Wpisy z adnotacjami punktów na obrazach
____
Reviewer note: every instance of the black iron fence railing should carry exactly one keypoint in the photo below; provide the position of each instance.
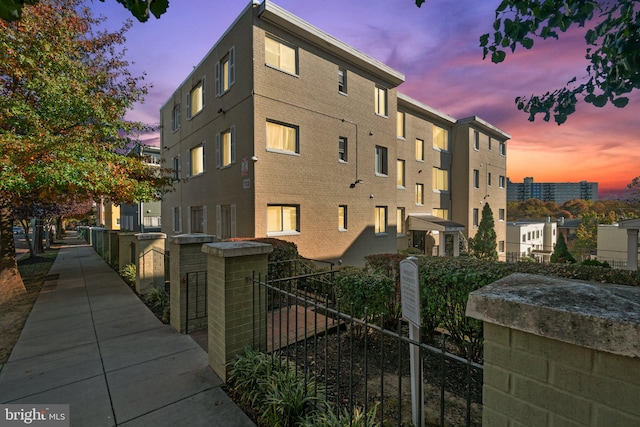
(360, 363)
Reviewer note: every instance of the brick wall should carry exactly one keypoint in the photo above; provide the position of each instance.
(556, 356)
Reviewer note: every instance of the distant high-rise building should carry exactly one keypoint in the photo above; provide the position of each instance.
(558, 192)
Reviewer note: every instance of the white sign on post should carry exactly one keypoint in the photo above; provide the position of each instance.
(410, 290)
(410, 301)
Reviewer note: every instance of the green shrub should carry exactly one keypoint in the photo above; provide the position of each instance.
(359, 289)
(156, 298)
(344, 418)
(129, 274)
(595, 263)
(273, 388)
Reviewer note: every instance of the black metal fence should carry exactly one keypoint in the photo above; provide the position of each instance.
(196, 300)
(362, 363)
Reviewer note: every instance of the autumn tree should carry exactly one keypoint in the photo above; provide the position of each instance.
(561, 253)
(11, 10)
(612, 38)
(64, 92)
(484, 244)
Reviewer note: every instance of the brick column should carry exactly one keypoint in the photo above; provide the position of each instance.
(127, 254)
(150, 261)
(113, 250)
(559, 352)
(186, 257)
(231, 299)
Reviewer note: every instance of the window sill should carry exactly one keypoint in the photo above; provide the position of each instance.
(289, 153)
(289, 73)
(283, 233)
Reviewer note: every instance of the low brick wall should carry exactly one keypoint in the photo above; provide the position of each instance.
(559, 352)
(188, 263)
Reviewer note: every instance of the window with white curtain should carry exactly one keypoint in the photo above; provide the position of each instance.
(440, 179)
(282, 137)
(196, 100)
(282, 219)
(280, 55)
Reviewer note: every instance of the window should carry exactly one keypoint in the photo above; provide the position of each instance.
(381, 161)
(226, 147)
(177, 219)
(419, 150)
(280, 55)
(440, 213)
(380, 225)
(342, 218)
(420, 194)
(400, 220)
(175, 118)
(440, 179)
(400, 179)
(225, 221)
(196, 157)
(342, 80)
(282, 219)
(282, 137)
(152, 221)
(226, 72)
(197, 219)
(381, 101)
(342, 149)
(175, 165)
(440, 139)
(195, 99)
(400, 129)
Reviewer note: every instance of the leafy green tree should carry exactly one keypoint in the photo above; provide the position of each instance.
(587, 232)
(612, 34)
(561, 253)
(11, 10)
(484, 245)
(64, 91)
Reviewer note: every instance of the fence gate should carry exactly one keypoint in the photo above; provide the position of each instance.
(196, 296)
(363, 363)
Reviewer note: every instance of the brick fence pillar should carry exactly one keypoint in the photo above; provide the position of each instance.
(231, 299)
(559, 352)
(150, 262)
(186, 257)
(127, 252)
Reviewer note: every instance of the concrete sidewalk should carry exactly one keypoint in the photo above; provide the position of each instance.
(91, 343)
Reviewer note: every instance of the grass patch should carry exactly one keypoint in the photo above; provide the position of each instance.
(14, 312)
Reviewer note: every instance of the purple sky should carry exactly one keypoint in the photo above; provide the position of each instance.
(436, 47)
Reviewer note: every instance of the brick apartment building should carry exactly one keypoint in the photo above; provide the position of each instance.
(285, 131)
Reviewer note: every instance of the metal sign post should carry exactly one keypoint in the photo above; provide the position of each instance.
(410, 300)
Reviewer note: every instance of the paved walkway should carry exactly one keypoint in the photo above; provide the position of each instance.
(91, 343)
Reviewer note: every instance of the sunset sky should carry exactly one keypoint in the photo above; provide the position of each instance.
(436, 47)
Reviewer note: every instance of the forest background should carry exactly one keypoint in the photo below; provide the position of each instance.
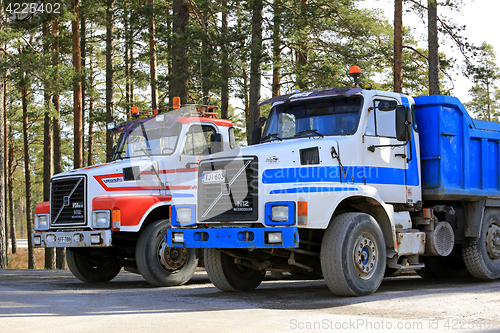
(69, 67)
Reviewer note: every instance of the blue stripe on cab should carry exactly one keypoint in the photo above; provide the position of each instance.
(318, 174)
(313, 190)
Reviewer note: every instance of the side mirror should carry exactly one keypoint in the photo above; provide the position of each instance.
(403, 123)
(256, 135)
(216, 143)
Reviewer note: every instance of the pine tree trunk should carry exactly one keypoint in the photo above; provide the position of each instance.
(77, 89)
(3, 228)
(276, 89)
(180, 74)
(110, 113)
(13, 231)
(126, 27)
(5, 165)
(60, 252)
(224, 110)
(152, 57)
(50, 259)
(398, 46)
(90, 145)
(433, 48)
(255, 68)
(27, 174)
(205, 71)
(303, 50)
(83, 48)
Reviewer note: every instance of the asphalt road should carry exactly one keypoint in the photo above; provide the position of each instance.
(54, 301)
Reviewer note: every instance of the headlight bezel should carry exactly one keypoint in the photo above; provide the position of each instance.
(183, 215)
(38, 222)
(98, 216)
(275, 213)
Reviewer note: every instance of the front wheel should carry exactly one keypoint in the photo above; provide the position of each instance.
(160, 265)
(87, 268)
(482, 255)
(227, 275)
(353, 255)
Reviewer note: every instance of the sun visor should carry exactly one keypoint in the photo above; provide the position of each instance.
(342, 91)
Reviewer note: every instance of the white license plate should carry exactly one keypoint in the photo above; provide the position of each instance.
(217, 176)
(64, 239)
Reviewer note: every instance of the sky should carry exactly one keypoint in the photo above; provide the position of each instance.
(480, 18)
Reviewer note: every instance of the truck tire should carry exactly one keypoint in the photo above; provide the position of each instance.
(160, 265)
(482, 254)
(353, 255)
(226, 275)
(81, 266)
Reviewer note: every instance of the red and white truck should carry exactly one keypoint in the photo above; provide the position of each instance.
(116, 214)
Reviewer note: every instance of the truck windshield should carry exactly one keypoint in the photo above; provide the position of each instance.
(146, 139)
(337, 116)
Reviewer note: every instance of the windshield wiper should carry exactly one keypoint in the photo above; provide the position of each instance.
(118, 154)
(313, 131)
(271, 136)
(147, 151)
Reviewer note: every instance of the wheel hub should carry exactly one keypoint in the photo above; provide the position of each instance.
(172, 258)
(493, 241)
(365, 256)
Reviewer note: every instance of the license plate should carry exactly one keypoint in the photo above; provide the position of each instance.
(64, 239)
(217, 176)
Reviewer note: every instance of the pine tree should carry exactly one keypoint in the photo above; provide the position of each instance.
(485, 103)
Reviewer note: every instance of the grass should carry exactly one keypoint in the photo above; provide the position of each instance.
(19, 260)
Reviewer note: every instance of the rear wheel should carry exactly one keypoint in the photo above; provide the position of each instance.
(88, 268)
(227, 275)
(353, 255)
(482, 255)
(160, 265)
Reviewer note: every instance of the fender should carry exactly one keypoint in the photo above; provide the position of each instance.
(42, 208)
(133, 209)
(369, 201)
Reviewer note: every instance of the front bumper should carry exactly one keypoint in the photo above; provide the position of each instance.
(234, 238)
(78, 238)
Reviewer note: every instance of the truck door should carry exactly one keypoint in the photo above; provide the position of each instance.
(384, 156)
(196, 145)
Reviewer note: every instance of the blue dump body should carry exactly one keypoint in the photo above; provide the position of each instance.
(460, 156)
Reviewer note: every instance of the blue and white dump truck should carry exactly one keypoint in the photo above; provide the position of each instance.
(345, 183)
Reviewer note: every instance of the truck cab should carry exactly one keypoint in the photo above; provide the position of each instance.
(115, 215)
(327, 161)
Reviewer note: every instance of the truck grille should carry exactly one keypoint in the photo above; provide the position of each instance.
(68, 204)
(235, 197)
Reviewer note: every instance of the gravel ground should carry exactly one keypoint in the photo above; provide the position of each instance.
(55, 301)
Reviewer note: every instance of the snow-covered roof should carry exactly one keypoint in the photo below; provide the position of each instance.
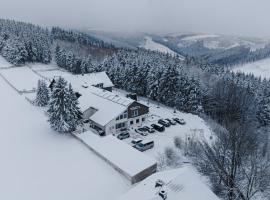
(108, 104)
(184, 183)
(118, 153)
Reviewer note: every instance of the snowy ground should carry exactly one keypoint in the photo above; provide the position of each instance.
(184, 183)
(154, 46)
(4, 63)
(37, 163)
(258, 68)
(195, 127)
(41, 164)
(22, 78)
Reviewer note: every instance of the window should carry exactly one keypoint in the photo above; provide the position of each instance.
(120, 125)
(134, 113)
(125, 114)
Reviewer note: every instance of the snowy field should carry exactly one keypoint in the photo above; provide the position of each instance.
(22, 78)
(184, 183)
(4, 63)
(258, 68)
(37, 163)
(154, 46)
(41, 164)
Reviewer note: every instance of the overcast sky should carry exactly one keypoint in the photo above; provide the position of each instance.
(237, 17)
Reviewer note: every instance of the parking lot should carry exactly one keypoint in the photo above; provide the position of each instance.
(194, 127)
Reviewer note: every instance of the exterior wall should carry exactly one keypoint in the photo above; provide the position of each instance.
(89, 112)
(111, 126)
(142, 109)
(135, 124)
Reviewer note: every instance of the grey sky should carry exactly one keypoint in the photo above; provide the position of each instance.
(237, 17)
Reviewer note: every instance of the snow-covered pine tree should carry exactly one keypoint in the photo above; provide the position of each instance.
(63, 113)
(14, 51)
(42, 96)
(263, 114)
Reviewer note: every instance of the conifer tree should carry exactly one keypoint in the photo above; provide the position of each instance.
(42, 96)
(63, 108)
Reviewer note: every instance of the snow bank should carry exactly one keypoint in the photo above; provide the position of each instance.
(183, 183)
(126, 159)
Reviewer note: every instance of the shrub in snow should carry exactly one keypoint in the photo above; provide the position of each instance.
(64, 113)
(42, 96)
(172, 157)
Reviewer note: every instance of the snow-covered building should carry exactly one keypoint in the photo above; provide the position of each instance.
(109, 111)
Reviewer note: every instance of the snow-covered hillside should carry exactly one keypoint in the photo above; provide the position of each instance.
(154, 46)
(183, 183)
(258, 68)
(37, 163)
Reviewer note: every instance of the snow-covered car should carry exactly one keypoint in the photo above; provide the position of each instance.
(123, 135)
(136, 141)
(145, 145)
(141, 131)
(149, 130)
(159, 128)
(163, 123)
(170, 121)
(179, 121)
(101, 132)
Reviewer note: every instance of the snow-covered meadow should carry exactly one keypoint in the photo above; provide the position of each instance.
(37, 163)
(258, 68)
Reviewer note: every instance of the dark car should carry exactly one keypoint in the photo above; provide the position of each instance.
(163, 123)
(101, 132)
(141, 131)
(145, 145)
(136, 141)
(86, 121)
(171, 121)
(150, 130)
(159, 128)
(179, 121)
(123, 135)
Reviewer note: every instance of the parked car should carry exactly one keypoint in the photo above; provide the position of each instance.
(123, 135)
(145, 145)
(179, 121)
(141, 131)
(171, 121)
(101, 132)
(149, 130)
(86, 121)
(159, 128)
(136, 141)
(163, 123)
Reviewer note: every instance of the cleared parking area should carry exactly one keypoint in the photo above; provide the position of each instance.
(132, 164)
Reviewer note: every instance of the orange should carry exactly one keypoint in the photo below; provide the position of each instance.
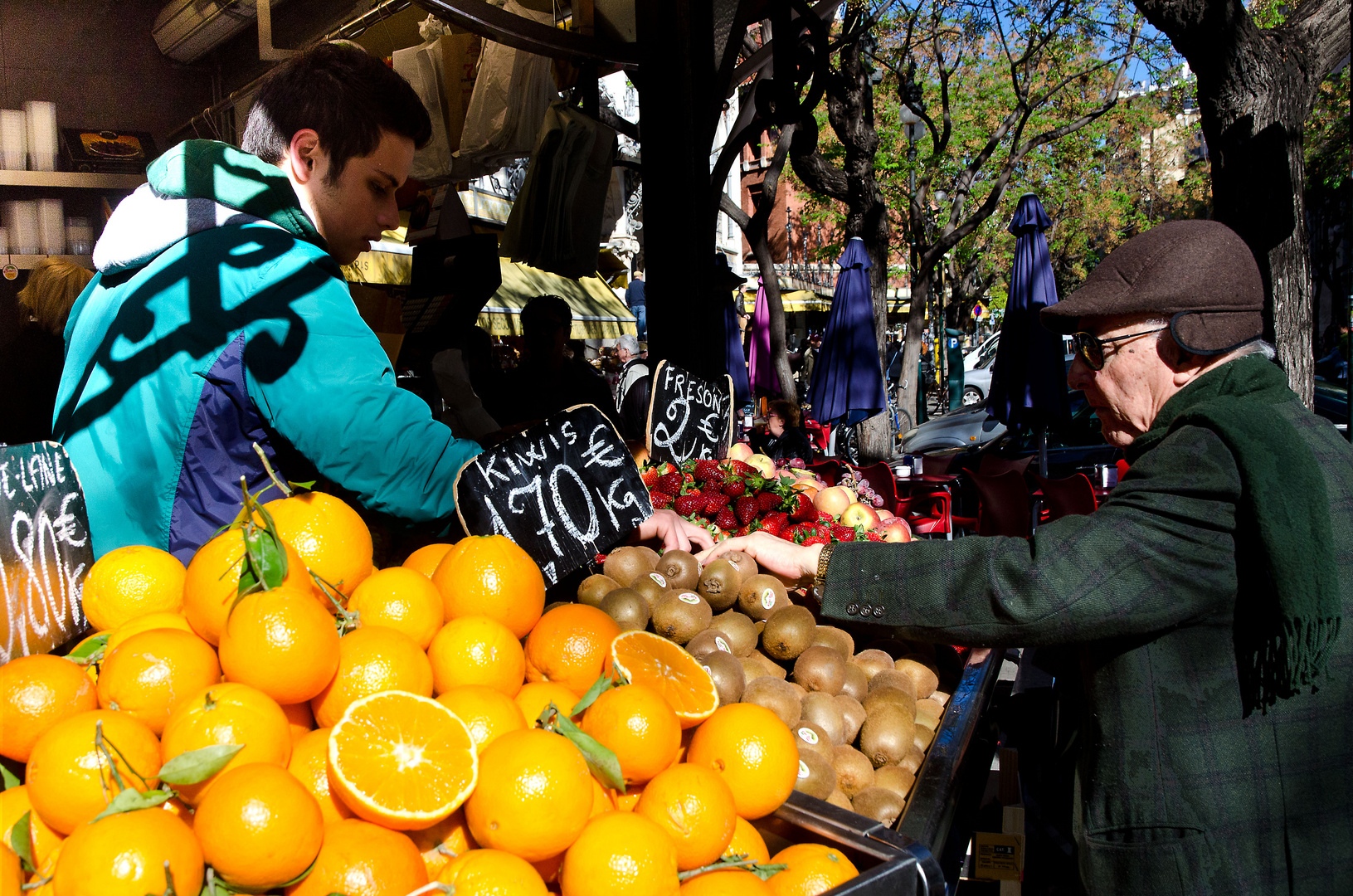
(487, 713)
(491, 874)
(42, 840)
(814, 868)
(36, 694)
(152, 672)
(226, 713)
(755, 752)
(401, 760)
(443, 842)
(132, 581)
(747, 842)
(164, 619)
(280, 642)
(533, 697)
(650, 660)
(476, 650)
(259, 825)
(299, 719)
(399, 598)
(426, 558)
(328, 535)
(733, 881)
(124, 855)
(370, 660)
(490, 576)
(310, 765)
(533, 796)
(360, 859)
(572, 646)
(639, 726)
(212, 582)
(696, 808)
(620, 855)
(71, 780)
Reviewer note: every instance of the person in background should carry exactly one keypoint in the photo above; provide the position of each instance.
(30, 366)
(635, 299)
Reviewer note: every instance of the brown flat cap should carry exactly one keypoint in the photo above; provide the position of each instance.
(1199, 274)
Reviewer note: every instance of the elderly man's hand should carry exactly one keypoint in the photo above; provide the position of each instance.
(675, 532)
(791, 563)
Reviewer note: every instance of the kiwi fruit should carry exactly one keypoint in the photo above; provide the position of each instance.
(893, 679)
(820, 669)
(630, 611)
(887, 735)
(681, 569)
(816, 776)
(761, 596)
(922, 673)
(835, 638)
(881, 804)
(855, 684)
(737, 628)
(596, 587)
(821, 709)
(896, 778)
(810, 737)
(776, 696)
(854, 771)
(789, 632)
(708, 642)
(853, 716)
(625, 565)
(681, 615)
(873, 662)
(727, 672)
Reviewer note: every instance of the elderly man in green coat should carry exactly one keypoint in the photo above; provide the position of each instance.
(1206, 593)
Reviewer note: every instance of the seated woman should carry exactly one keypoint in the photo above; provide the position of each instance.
(784, 439)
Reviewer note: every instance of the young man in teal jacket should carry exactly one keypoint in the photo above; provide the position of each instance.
(220, 319)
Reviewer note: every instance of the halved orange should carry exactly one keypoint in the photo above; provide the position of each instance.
(402, 761)
(651, 660)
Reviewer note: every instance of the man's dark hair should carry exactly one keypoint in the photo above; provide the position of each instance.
(341, 92)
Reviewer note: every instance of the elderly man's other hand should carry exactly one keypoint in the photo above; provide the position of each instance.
(795, 565)
(675, 532)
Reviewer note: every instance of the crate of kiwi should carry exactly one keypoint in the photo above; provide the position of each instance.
(864, 719)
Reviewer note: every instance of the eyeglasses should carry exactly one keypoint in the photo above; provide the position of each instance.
(1091, 348)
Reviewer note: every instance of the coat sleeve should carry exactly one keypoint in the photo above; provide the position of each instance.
(322, 381)
(1160, 553)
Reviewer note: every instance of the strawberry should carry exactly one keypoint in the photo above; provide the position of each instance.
(746, 508)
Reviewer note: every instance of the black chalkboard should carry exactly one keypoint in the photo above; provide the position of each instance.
(45, 548)
(689, 418)
(564, 490)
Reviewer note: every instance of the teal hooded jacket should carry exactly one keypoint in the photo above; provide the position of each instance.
(217, 321)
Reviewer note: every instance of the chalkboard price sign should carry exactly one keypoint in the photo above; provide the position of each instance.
(564, 490)
(45, 548)
(689, 418)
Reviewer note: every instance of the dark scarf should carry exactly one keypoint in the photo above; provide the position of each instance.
(1287, 602)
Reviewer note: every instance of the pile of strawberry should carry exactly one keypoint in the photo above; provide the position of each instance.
(731, 497)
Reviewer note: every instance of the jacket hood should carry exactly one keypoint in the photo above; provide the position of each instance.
(197, 186)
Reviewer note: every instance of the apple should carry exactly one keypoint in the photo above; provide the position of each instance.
(859, 514)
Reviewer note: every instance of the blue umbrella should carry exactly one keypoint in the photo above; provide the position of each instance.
(1029, 377)
(847, 382)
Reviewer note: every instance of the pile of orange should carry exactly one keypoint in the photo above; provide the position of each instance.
(368, 731)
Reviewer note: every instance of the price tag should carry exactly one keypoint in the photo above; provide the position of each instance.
(45, 548)
(564, 490)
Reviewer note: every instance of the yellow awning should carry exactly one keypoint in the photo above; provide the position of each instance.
(598, 314)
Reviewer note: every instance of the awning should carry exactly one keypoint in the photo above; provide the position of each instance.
(597, 313)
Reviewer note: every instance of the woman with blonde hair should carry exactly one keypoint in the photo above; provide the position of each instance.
(30, 366)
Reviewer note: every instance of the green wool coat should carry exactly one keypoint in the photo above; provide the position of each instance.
(1177, 793)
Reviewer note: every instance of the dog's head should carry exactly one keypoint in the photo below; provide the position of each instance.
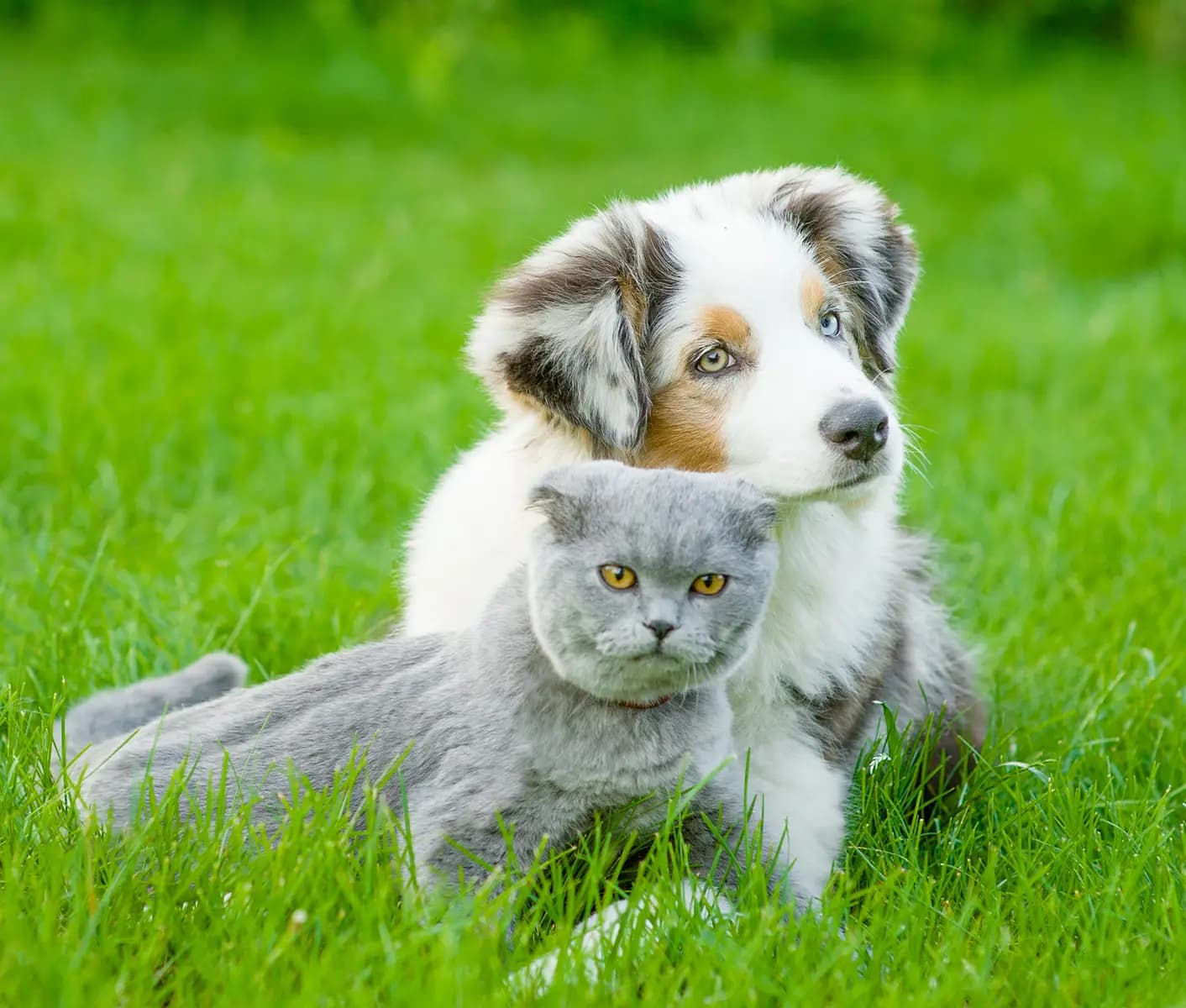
(745, 325)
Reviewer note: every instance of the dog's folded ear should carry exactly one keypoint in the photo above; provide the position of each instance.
(853, 233)
(569, 328)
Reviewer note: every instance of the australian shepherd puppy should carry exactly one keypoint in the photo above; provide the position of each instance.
(745, 325)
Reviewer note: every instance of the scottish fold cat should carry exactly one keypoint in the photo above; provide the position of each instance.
(595, 679)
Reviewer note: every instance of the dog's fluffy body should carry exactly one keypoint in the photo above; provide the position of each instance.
(593, 348)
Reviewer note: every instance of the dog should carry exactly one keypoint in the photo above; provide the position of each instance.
(745, 325)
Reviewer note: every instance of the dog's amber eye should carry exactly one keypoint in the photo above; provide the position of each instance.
(716, 360)
(710, 584)
(829, 325)
(619, 578)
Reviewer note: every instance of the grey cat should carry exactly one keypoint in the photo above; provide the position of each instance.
(595, 679)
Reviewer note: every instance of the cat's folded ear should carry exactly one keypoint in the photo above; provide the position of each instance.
(757, 512)
(566, 496)
(567, 330)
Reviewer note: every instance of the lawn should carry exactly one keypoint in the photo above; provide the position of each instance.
(236, 270)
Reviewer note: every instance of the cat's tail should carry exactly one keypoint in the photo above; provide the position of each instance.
(114, 711)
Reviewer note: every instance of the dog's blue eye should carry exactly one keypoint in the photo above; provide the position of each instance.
(829, 325)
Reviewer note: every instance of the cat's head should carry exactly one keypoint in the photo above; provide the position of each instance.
(648, 582)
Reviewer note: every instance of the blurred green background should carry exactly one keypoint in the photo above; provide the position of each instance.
(239, 249)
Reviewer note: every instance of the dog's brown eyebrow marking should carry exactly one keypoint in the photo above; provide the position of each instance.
(685, 427)
(727, 325)
(812, 296)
____
» Zadanie do wykonania
Przedstaw wpisy między wierszem zawierającym "Reviewer note: every instance of the yellow" a wierszem zawierającym "(1177, 793)", włącznie, jako plik CSV z kolumnami tekst i odpowiedz, w którym każdy wpis zajmuje jeden wiersz. Tekst wpisu i jego odpowiedź umieść w osobnych polach ujętych w cudzysłów, a podziały wierszy zamień na spacje.

» Odpowiedź na zadanie
tekst,odpowiedz
"Reviewer note: every instance of the yellow awning should carry exactly one keypoint in the photo above; provide the position of each instance.","(598, 314)"
"Reviewer note: every instance of the awning should carry exactly one keypoint in the photo above; provide the position of each instance.","(597, 313)"
"Reviewer note: every instance of the woman with blonde hair should carry exactly one keypoint in the photo above; provide the position of each instance.","(30, 366)"
"Reviewer note: every instance of the green wool coat should carry exactly one keypoint in the photo above; provide the position of each instance.","(1177, 793)"